Schreiben Sie aus dem Text über die Kinder- und Jugendpsychiatrie den Abschnitt wortgetreu ab, der mit den Worten „Kinder- und Jugendpsychiatrie/-psychotherapie“ beginnt und mit „und Jugendpsychiater/-psychotherapeut* ?“ endet.

• _Ausgewählter Text_
++++++++++

Kinder- und Jugendpsychiatrie/-psychotherapie

Berufsbild

Die Kinder- und Jugendpsychiatrie vertritt als ärztlicher Berufszweig die umfassende seelische, psychosomatische und psychosoziale Behandlung von Kindern und Jugendlichen von der Geburt bis zum Abschluss der Adoleszenz. Sie orientiert sich an der ärztlichen Berufsethik und an der weltweit anerkannten Konvention über die Rechte des Kindes (1989).

 

Wie wird man Kinder- und Jugendpsychiater/-psychotherapeut* ?

Berufsausbildung und Weiterbildung

Nach einem 6-jährigen Medizinstudium absolviert der angehende Kinder- und Jugendpsychiater/-psychotherapeut eine spezialisierte 6-jährige  Facharztausbildung (Weiterbildung) – vier Jahre in kinder- und jugendpsychiatrischen Institutionen, ein Jahr Erwachsenenpsychiatrie und ein Fremdjahr in einer anderen klinischen Fachrichtung. Dieser Facharzttitel verbindet naturwissenschaftliches und geisteswissenschaftliches Wissen. Die ärztliche Grundausbildung und die ärztliche Identität befähigen den Kinder- und Jugendpsychiater, sein Fachwissen als Teil des gesamten humanmedizinischen Spektrums zu verstehen und einzuordnen. Die Psychotherapieausbildung wird berufsbegleitend absolviert.

++++++++++

• _Einträge im Datensatz_
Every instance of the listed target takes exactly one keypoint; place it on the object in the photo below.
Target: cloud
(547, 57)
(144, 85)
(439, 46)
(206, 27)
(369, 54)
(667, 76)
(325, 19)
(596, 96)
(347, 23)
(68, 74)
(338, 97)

++++++++++

• _Lösung_
Kinder- und Jugendpsychiatrie/-psychotherapie

Berufsbild

Die Kinder- und Jugendpsychiatrie vertritt als ärztlicher Berufszweig die umfassende seelische, psychosomatische und psychosoziale Behandlung von Kindern und Jugendlichen von der Geburt bis zum Abschluss der Adoleszenz. Sie orientiert sich an der ärztlichen Berufsethik und an der weltweit anerkannten Konvention über die Rechte des Kindes (1989).

 

Wie wird man Kinder- und Jugendpsychiater/-psychotherapeut* ?